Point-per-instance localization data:
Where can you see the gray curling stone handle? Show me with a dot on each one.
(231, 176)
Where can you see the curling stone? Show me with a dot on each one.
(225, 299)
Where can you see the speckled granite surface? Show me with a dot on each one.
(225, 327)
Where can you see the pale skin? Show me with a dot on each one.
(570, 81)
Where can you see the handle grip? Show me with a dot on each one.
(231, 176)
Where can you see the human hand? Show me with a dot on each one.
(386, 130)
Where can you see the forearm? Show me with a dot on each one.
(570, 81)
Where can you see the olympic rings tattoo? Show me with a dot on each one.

Directions for this task: Every line of the data above should be output exactly as written.

Result:
Where can you see the gray curling stone handle? Show me with a dot on each one.
(231, 176)
Where can you see the curling stone? Show me with a dot on each one.
(225, 299)
Where can you see the speckled granite surface? Show me with a dot on each one.
(225, 327)
Where can you see the pale skin? Show me with a dot on each one.
(570, 81)
Where can you see the handle grip? Show me with a dot on each one.
(231, 176)
Where can you see the human hand? Show me with a dot on each one.
(386, 130)
Where can you see the forearm? Show me with a dot on each one.
(570, 81)
Where can you see the olympic rings tattoo? Show me with a dot on each one.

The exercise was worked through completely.